→ **EXERCISE PROMPT**
Please rewrite the part of the rows that opens with the line containing "floor as a single point per instance." and closes at the end of the rows, replacing "ceiling vent" with "air vent" and changing nothing else. Leave out the pictures.

→ **EXCERPTED DATA**
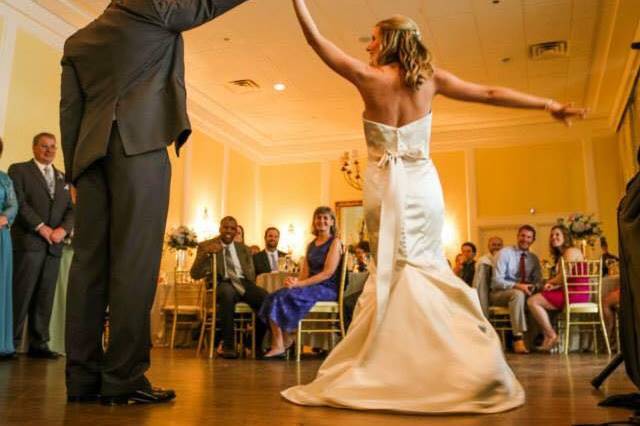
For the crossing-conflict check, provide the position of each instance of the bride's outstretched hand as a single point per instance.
(567, 112)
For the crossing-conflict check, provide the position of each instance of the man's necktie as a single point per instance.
(51, 183)
(273, 262)
(523, 267)
(232, 273)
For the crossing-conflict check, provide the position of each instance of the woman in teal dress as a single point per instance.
(8, 211)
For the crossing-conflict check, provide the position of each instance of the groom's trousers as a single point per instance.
(120, 222)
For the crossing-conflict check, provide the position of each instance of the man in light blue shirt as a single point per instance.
(516, 274)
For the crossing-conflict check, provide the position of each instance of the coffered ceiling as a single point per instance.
(318, 115)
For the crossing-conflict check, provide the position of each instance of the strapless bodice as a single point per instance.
(409, 141)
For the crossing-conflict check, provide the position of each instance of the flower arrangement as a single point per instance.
(582, 227)
(182, 238)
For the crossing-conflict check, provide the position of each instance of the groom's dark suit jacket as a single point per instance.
(128, 65)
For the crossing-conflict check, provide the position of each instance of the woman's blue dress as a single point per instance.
(287, 306)
(9, 209)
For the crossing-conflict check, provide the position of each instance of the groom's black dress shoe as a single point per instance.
(142, 396)
(8, 356)
(43, 353)
(84, 398)
(228, 353)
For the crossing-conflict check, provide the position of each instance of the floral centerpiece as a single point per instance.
(582, 228)
(180, 240)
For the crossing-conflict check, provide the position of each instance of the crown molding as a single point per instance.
(38, 21)
(221, 124)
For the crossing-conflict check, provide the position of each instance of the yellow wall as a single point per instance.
(339, 189)
(204, 182)
(34, 96)
(241, 192)
(610, 186)
(512, 180)
(289, 194)
(451, 168)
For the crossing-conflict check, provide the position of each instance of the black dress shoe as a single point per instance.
(84, 398)
(142, 396)
(276, 357)
(43, 353)
(229, 354)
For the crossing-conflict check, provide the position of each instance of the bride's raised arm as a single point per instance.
(347, 66)
(453, 87)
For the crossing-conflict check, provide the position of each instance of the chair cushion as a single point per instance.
(243, 308)
(183, 309)
(498, 310)
(327, 307)
(588, 307)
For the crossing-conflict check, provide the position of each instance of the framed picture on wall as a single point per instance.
(351, 225)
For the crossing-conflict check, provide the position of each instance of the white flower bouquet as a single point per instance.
(182, 238)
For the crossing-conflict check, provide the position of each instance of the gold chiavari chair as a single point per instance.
(244, 319)
(186, 303)
(500, 319)
(588, 313)
(334, 310)
(498, 316)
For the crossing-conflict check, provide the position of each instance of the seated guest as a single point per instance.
(240, 235)
(610, 307)
(356, 281)
(552, 296)
(8, 212)
(516, 274)
(484, 271)
(495, 245)
(236, 280)
(459, 264)
(607, 257)
(45, 218)
(318, 281)
(362, 252)
(267, 260)
(468, 267)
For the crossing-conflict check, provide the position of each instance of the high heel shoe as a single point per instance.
(281, 355)
(549, 345)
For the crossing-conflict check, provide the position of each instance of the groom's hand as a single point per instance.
(212, 246)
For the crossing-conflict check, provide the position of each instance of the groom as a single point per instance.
(123, 101)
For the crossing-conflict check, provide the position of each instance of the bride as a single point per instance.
(418, 342)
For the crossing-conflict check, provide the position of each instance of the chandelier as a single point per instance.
(351, 169)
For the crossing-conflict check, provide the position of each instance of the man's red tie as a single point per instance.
(523, 268)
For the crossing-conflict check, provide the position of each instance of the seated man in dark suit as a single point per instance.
(267, 260)
(236, 280)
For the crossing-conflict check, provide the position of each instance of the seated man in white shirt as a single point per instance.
(495, 245)
(236, 281)
(484, 272)
(267, 260)
(516, 274)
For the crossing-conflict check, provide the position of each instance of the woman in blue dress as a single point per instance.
(8, 212)
(317, 281)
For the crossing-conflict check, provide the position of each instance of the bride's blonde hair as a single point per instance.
(401, 42)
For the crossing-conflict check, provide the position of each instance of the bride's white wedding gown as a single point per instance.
(418, 341)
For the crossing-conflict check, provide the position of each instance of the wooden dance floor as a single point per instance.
(244, 392)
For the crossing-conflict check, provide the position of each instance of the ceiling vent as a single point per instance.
(244, 85)
(548, 50)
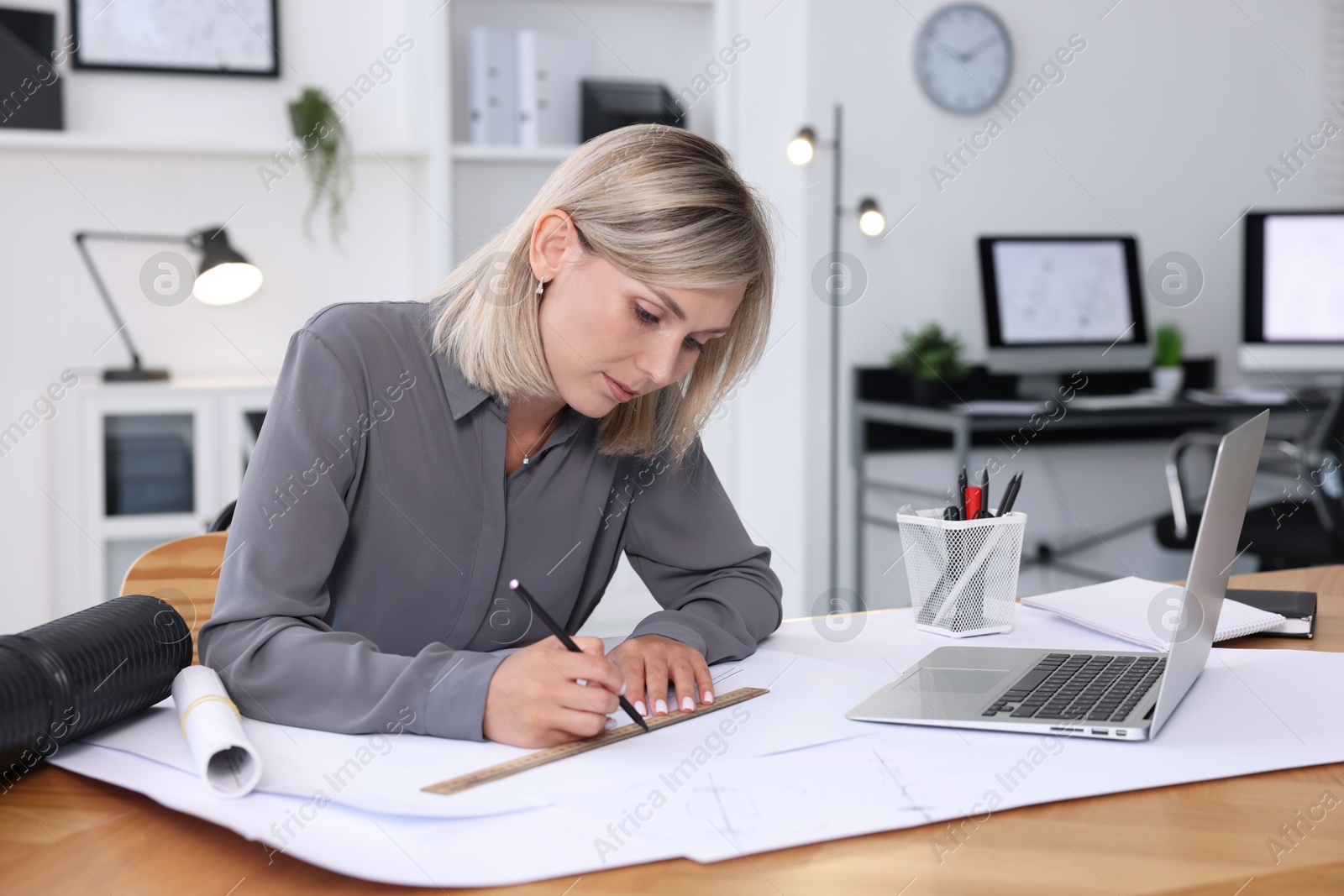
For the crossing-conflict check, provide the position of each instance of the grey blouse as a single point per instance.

→ **RESULT**
For the crossing-conflict check, provide the position of each instance of the wooden dance floor as a single point per instance.
(244, 392)
For the crossing-conflict check, provide the position of each instance of the air vent as a single point per instance.
(244, 85)
(548, 50)
For the crossing-conflict check, provide the position of each instance of the grey blouse as a single point per instance.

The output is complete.